───── TEXTAUSZUG

# Fakes, aber wie...



## tommuhh (4. November 2005)

Tja Tach estmal an alle die dies lesen....

hab mal folgende fragen bin grade dabei ein paar fakes zu erstellen, auf den ersten blick sieht man es natürlich sosfort das ich da im bild bin, aber wie erstell ich ein perfektes fake bild  

hoffe ihr könnt mir tipps geben, habe schoneinmal einen versuch angehängt

ciaociao  

das erste bin ich und das zweite ist das original


----------



## Leola13 (4. November 2005)

Hai,

bei deinem Beispiel passen die Perspektiven nicht. Auf dem Ursprungsbild schaut der Typ nach rechts, bei dem gefaktem Bild nach links.
Das eingefügte Bild hat helle Stellen vom Blitz und die Farbe passt nicht.

=> Das eingefügte Bild *muss* besser zum Ausgangsbild passen.
Die Farbe kannst du, ab CS, über die Funktion anpassen (oder so, weiss ich aus dem Kopf nicht  :-( ) angleichen.

Ansonsten ist das viel Fummelarbeit.

Ciao Stefan


----------



## Lichtpilger (4. November 2005)

Hullo,
was mir spontan einfällt wäre das du:

1. Dein Gesicht erstmal horizontal spiegelst, das du in die andre richtung guckst.

2. Dein Gesicht etwas dunkler machst (evtl ein dunkles Braun) leicht darüber legen.

Wenn dein Gesicht auf einer extra ebene hast über dem anderen, mit einem Radiergummi der eine weiche Kante hat die ränder abfahren.

mehr kommt mir grad auch nit dazu *g

Grüße,
Lichtpilger

*edit* Ach ja, sowas kommt meiner meinung immer ganz gut wenn du die Original Haare über dein Gesicht bekommst


----------



## tommuhh (4. November 2005)

:O

und wie soll ich das bitte machen mit den haaren
mfg tommuhh


----------



## Lichtpilger (4. November 2005)

Hullo,
ich würde das Original stark vergrößern, dann das Gesicht des bärtigen an der Stirn versuchen so genau wie möglich auszuschneiden.
Ich würde auch versuchen mit 3 Ebenen zu arbeiten,

1.Ebene Original.
2.Ebene Du selber.
3.Ebene Original.

eben weil der untere teil des Gesichts nicht so genau ausgeschnitten werden darf, wegen der weichen übergänge in dein Gesicht.

Wenn du beide Dateien, dein Kopf (noch unberührt) und den bärtigen hier uploaden könntest würde ich gerne mein Glück versuchen 
Am besten beide in Originalgröße.


Ansonsten viel Glück dir 
Lichtpilger


----------



## tommuhh (4. November 2005)

jo biddesehr

hoffe hab das richtige oben^^


----------



## Cedric May (4. November 2005)

Hallo zusammen.

Hab das gerade mal mit zwei Bildern versucht.  

Grundlage - Gesicht - "Fake"


----------



## tommuhh (4. November 2005)

──────────
───── BEREITGESTELLTES MATERIAL

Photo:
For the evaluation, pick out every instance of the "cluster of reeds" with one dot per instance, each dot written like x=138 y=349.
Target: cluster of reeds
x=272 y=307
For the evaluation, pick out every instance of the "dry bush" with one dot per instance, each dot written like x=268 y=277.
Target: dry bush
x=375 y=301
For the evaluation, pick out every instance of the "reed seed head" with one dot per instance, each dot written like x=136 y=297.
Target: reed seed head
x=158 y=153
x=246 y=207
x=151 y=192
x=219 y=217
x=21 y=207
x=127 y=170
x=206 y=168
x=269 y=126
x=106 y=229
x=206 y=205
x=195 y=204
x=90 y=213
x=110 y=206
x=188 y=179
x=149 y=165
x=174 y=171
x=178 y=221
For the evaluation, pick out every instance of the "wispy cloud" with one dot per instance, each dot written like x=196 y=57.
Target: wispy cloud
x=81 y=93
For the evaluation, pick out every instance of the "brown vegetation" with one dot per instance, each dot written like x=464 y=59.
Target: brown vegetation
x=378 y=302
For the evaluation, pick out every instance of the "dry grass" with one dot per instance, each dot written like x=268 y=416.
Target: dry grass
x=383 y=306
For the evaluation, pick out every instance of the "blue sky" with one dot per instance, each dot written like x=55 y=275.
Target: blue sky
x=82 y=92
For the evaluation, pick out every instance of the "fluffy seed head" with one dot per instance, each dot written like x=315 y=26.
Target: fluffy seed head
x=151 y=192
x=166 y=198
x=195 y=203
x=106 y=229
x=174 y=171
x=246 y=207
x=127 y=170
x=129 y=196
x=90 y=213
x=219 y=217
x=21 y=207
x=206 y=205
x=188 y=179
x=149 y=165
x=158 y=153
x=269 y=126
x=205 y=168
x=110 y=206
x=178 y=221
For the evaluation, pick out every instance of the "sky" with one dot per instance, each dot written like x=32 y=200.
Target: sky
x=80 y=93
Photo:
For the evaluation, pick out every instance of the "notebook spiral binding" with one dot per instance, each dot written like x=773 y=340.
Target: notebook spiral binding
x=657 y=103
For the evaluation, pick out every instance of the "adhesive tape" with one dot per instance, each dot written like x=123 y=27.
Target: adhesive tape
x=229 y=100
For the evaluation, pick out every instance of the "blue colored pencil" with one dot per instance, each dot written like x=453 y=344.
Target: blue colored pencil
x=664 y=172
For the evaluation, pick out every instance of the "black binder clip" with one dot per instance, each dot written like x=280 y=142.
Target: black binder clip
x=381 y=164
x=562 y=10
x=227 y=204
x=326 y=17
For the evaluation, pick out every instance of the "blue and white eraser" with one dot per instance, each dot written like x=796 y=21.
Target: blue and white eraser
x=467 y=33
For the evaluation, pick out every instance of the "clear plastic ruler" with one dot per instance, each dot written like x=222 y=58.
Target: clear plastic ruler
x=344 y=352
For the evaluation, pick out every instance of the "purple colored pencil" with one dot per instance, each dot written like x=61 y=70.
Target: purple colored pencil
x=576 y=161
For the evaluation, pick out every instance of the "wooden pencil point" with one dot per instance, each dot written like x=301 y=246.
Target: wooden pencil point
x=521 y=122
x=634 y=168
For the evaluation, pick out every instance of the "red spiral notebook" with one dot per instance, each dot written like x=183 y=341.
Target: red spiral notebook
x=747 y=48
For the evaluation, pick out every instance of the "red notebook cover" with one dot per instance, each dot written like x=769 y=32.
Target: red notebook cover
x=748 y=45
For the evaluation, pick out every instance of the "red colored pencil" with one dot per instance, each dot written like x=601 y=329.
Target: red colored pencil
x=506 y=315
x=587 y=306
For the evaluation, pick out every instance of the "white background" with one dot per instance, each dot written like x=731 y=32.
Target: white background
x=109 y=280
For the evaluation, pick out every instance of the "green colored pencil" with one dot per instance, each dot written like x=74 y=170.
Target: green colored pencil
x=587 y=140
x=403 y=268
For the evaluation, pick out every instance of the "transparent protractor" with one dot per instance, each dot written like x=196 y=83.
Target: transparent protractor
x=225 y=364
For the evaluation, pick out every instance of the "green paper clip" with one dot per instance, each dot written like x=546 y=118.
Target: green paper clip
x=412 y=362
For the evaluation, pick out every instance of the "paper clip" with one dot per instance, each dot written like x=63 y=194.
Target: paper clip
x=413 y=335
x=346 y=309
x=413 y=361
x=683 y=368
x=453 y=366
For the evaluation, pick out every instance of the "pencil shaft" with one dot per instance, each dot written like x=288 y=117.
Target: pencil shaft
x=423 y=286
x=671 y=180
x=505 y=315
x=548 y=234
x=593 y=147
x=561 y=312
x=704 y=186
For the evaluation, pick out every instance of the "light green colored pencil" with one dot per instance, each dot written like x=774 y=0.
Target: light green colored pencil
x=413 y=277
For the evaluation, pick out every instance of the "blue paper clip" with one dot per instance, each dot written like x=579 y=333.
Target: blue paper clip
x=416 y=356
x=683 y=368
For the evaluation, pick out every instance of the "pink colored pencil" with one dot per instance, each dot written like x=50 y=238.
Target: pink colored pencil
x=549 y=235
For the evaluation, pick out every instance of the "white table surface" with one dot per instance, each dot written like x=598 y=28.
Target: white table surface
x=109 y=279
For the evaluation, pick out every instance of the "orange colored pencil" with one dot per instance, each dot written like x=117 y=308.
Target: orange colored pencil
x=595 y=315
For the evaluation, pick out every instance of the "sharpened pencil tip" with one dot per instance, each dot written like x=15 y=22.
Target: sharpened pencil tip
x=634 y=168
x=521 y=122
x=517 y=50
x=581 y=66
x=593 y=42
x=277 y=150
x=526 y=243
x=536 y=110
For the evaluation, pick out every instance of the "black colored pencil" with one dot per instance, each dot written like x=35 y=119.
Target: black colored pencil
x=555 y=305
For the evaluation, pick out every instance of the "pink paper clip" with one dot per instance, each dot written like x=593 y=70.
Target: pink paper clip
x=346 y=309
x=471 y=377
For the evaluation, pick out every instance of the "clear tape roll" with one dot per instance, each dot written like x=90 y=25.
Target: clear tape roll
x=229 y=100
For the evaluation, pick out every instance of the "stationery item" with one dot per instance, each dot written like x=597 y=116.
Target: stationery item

──────────

## SCHRIFTLICHE AUFGABE A
Nenne alle Benutzernamen, unter denen in der Forendiskussion über Fake-Bilder Beiträge verfasst wurden.
## SCHRIFTLICHE AUFGABE B
Stelle in den Datensätzen die Zeilen, beginnend mit der Zeile mit „like x=774 y=0.“ und weiter bis einschließlich der Zeile mit „x=413 y=277“, als Markdown-Tabelle mit den Spalten „Nr.“ und „Zeile“ dar. Leerzeilen entfallen.

## RICHTIGE LÖSUNG A
tommuhh, Leola13, Lichtpilger, Cedric May

## RICHTIGE LÖSUNG B
| Nr. | Zeile |
|---|---|
| 1 | For the evaluation, pick out every instance of the "light green colored pencil" with one dot per instance, each dot written like x=774 y=0. |
| 2 | Target: light green colored pencil |
| 3 | x=413 y=277 |